> _Extracted data_
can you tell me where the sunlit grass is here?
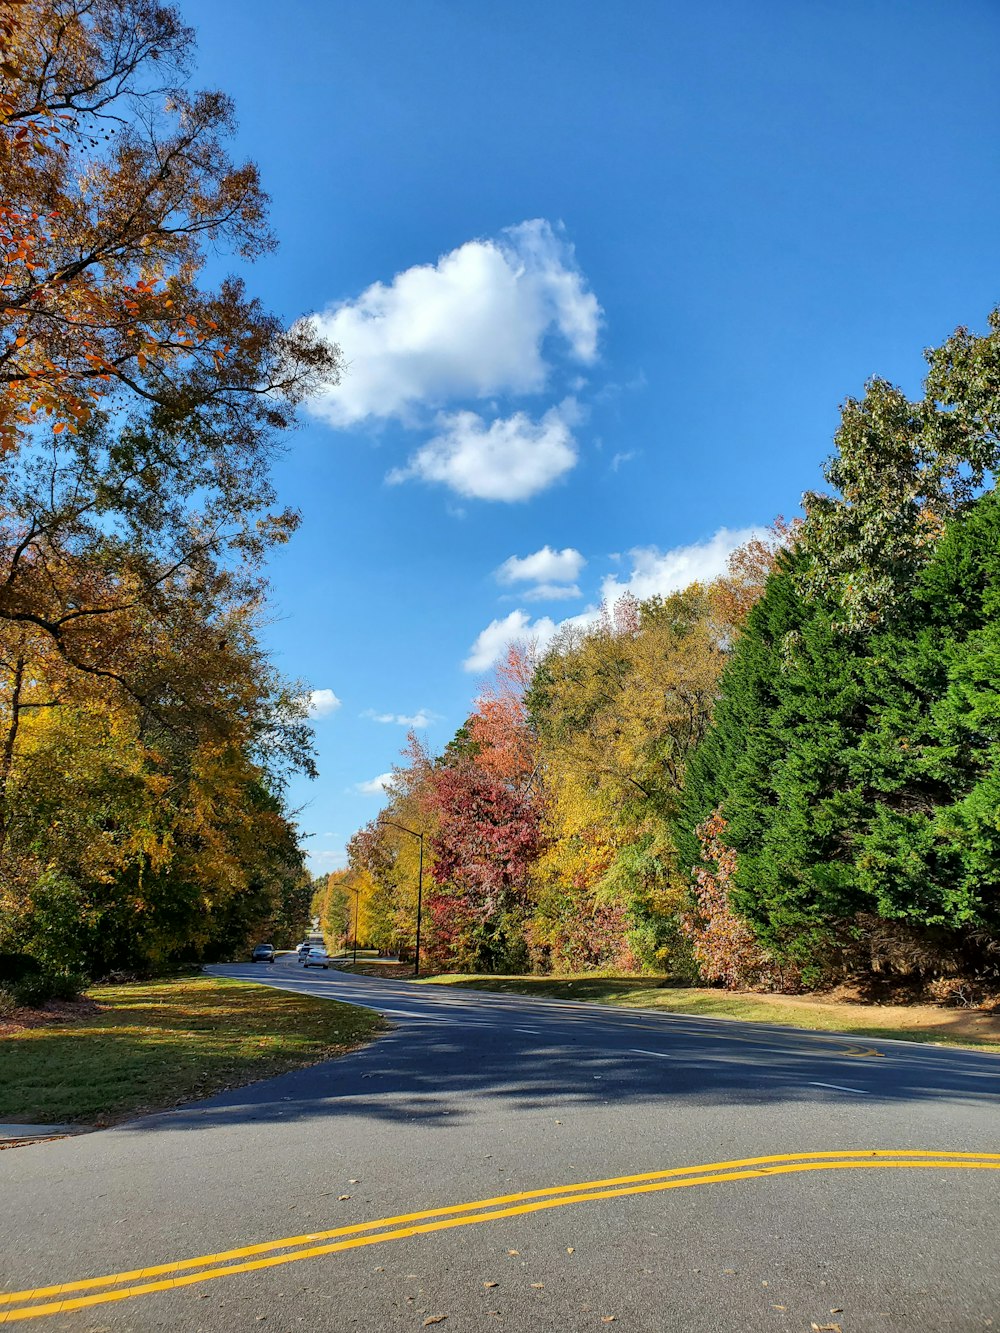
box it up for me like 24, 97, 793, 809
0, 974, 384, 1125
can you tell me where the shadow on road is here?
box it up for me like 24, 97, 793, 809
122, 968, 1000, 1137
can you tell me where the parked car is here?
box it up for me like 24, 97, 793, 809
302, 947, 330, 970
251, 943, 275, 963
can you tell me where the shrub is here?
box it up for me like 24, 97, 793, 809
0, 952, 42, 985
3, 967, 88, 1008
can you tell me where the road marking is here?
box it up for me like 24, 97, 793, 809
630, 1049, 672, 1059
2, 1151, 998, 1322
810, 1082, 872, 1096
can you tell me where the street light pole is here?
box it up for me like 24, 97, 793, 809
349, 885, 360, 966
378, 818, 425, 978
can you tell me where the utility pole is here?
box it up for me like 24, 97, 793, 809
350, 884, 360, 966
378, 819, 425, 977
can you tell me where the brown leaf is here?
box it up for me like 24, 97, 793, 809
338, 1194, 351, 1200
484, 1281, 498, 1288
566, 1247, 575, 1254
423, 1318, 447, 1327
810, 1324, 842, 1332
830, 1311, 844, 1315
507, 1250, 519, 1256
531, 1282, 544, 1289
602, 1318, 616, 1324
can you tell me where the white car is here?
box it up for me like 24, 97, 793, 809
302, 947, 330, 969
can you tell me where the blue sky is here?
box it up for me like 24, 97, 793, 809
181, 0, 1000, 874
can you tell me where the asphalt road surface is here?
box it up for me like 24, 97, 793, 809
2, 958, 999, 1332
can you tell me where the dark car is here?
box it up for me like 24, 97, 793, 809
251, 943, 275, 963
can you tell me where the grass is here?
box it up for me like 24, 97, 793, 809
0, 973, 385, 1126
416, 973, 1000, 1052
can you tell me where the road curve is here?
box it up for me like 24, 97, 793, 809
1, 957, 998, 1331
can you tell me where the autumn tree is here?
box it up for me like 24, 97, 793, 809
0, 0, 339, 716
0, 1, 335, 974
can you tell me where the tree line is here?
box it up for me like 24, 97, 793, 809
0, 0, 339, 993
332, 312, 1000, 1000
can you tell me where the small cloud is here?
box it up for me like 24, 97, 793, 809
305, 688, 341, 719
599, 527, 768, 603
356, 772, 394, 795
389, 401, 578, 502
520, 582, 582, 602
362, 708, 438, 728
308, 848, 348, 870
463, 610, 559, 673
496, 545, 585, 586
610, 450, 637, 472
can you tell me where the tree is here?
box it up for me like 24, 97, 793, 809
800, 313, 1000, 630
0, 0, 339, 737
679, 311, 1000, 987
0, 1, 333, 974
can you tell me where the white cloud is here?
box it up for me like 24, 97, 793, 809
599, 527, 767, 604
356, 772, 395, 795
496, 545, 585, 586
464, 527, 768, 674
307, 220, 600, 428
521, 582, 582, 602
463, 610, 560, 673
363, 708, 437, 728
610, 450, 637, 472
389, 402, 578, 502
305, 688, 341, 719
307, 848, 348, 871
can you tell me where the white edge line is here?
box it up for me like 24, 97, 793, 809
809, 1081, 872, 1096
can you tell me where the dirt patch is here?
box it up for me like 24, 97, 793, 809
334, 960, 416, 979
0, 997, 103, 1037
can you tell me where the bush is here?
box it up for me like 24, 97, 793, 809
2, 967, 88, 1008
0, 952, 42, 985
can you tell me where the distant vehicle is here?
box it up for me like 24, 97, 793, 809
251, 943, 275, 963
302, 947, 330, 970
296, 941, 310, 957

> _Problem requirements_
All lines from the first in the listing above to the line containing "can you tell me where the brown leaf is here?", inclusive, go in the output exactly as they are; no pictures go in.

> _Result_
can you tell me where the sunlit grass is here?
box it up for me like 24, 97, 793, 809
0, 974, 384, 1125
can you tell me where the shadow on road is here?
box it up for me like 24, 97, 793, 809
122, 968, 1000, 1137
can you tell me where the parked car is here?
box it up for me like 24, 97, 793, 809
302, 947, 330, 970
251, 943, 275, 963
can you tell me where the shrub is here?
box it up for me like 24, 97, 793, 809
0, 952, 42, 985
3, 967, 88, 1008
can you tell me where the road marking is here?
box it up for me like 24, 97, 793, 809
630, 1049, 672, 1059
2, 1151, 998, 1322
810, 1082, 872, 1096
can you tell me where the street light pole is here?
box it up for me like 24, 97, 793, 809
349, 885, 360, 966
378, 818, 425, 978
can you tell me where the utility pole is here?
box it up for me like 24, 97, 793, 809
350, 884, 360, 966
378, 819, 425, 977
can you tell me where the brown leaf is here?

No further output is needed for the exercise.